Written instruction A: According to the history of The Now below, which label reissued the band's single in 2002?

Selection:
....

History of The Now (From the forthcoming 2005 "Bible" of independent releases 1976 - 1979 by Mario Panciera)

 

The NOW   

 

1- DEVELOPMENT CORPORATIONS (S. Rowles / M. McGuire)

 

2- WHY (S. Rowles / M. McGuire) 

 

11/77- Ultimate Rec. ULT- 401 ps - 7" 

 

re. 03/79- same label/Cat.No., but it comes in insert picture sleeve  (artwork nearly identical to the front sleeve of the original pressing)  and blue vinyl. Very few copies of the re-issue were sold  ** (orig.) *** (re.)

 

A primitive but wonderful single from a criminally underrated D.I.Y.   Punk  band from Peterborough, formed in the first half of 1977 by Mike McGuire   (v, ex-The Faderz), Steve Rolls (gtr, ex-The Faderz), Paul 'Faz' Farrow (b) and Joe MacColl (d). After a few local gigs, The Now joined  London's Punk circuit playing at the Vortex Club on August 30 on a bill   that also featured 999, Art Attacks and The Flys: their set included self-penned numbers mostly penned by Rowles and McGuire, alongside  re-makes of A HARD DAY'S NIGHT and THE SHAPES OF THINGS TO COME. A  self-financed single was recorded in September and was issued on November  4 on the local Ultimate label. With hints of The Sex Pistols' energy and  of The Desperate Bicycles' enthusiastic amateurism, the 7" garnered  positive reviews (only Danny Baker destroyed it in the pages of Zig Zag: shame on him) and sold about 2,000 copies. The A-side is an under-produced  Punk nugget, a rough gem which deserves a place in any UK Punk collection.  The flip deserves an honourable mention, too. A re-issue made by the band  in March '79, pressed on blue vinyl and housed in an insert sleeve, sold  only 200 copies out of 1,000 pressed (the remaining copies were later   destroyed by band members "using the vinyl as Frisbees": shame on them!).   In 2002 German label Last Year's Youth Records re-released the single (500  hand-numbered copies) with the addition of the bonus track DEVELOPMENT  CORPORATIONS Rough Version (Cat.No. LAST-11).

....

Materials provided:
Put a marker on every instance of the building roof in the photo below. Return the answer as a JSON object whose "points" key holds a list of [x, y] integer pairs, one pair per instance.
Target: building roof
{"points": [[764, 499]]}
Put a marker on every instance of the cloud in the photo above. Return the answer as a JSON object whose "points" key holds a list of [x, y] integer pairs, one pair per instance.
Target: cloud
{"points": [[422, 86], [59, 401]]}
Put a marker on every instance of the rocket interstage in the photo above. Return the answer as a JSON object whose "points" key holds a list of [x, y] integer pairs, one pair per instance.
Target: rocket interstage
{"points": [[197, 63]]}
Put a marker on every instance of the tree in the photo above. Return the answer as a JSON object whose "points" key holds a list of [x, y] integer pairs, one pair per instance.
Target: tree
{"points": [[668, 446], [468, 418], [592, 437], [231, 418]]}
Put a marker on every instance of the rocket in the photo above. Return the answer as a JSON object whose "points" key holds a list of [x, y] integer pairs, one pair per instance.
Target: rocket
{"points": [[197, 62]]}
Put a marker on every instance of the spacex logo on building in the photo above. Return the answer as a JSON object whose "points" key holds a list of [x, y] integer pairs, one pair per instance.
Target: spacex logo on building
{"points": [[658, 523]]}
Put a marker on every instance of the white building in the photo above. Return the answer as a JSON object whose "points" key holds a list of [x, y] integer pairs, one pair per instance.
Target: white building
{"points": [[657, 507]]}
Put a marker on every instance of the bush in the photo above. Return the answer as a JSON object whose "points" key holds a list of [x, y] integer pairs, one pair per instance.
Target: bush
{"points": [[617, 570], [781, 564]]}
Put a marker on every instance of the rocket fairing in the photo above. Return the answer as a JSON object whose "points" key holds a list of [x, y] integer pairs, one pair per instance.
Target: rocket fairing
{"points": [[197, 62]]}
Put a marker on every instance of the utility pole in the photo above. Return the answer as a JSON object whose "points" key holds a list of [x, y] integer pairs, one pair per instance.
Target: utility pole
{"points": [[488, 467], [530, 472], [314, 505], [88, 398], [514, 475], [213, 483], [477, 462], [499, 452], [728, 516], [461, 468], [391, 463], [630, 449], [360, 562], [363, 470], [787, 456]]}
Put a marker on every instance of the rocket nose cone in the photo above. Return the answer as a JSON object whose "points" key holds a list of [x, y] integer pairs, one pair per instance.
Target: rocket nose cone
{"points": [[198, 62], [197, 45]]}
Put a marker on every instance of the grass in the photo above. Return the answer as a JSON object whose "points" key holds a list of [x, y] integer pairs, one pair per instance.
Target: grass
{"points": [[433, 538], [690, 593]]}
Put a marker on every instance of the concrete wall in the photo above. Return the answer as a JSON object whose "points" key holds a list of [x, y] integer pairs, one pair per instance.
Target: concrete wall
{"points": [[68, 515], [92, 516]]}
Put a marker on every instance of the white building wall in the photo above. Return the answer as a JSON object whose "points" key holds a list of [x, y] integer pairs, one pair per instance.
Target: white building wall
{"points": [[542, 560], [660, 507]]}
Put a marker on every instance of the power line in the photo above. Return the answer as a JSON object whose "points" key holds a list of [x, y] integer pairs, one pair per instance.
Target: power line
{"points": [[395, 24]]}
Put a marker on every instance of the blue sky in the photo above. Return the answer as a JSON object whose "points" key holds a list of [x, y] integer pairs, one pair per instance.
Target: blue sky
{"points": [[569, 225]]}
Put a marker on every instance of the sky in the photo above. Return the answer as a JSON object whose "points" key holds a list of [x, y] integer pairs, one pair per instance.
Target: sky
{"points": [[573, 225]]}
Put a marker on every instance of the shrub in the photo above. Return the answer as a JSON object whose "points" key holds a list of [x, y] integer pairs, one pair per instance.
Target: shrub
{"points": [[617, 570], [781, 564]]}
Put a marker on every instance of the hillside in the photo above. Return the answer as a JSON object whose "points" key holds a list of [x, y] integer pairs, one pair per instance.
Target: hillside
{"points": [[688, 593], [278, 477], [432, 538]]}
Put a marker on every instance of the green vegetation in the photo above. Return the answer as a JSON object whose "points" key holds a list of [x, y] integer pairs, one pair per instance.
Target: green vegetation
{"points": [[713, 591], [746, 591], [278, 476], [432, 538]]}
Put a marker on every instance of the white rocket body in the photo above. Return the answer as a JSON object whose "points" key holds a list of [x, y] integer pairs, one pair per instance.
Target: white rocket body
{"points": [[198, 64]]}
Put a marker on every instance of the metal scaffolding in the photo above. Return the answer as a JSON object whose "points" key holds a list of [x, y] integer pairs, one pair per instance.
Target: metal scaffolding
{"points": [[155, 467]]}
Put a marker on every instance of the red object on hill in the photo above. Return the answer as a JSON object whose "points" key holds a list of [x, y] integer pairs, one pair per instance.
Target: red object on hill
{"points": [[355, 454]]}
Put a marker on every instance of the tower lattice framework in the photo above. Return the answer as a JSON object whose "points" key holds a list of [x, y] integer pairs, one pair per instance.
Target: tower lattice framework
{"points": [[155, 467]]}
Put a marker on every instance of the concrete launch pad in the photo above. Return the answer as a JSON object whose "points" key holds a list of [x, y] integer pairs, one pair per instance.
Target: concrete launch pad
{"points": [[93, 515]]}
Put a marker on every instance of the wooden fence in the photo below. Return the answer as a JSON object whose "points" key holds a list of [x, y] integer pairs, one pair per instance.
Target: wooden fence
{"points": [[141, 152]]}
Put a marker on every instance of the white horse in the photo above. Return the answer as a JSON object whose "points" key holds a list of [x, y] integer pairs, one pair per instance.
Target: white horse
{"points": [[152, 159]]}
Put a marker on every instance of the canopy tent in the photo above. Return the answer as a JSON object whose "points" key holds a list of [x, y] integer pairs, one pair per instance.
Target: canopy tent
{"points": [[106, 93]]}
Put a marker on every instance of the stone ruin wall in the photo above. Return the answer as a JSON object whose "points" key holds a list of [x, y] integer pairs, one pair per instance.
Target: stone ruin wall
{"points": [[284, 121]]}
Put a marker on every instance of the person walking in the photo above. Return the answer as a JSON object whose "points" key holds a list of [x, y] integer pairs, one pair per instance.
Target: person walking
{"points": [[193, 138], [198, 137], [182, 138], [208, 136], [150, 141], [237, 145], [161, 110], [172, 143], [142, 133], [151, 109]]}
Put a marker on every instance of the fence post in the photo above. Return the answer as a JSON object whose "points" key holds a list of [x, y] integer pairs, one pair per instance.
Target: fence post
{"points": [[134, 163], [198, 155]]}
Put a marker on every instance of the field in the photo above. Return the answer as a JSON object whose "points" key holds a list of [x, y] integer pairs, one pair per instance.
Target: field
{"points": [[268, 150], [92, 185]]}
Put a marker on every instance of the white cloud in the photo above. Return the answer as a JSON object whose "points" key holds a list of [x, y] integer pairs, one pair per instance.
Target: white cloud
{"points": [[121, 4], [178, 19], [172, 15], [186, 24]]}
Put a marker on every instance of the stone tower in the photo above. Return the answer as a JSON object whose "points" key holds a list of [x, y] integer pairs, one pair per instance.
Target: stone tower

....

Written instruction B: Collect every line of the records above that contains the word "scaffolding".

Task solution A: Last Year's Youth Records

Task solution B:
Put a marker on every instance of the metal scaffolding in the photo above. Return the answer as a JSON object whose "points" key holds a list of [x, y] integer pairs, one pair per instance.
Target: metal scaffolding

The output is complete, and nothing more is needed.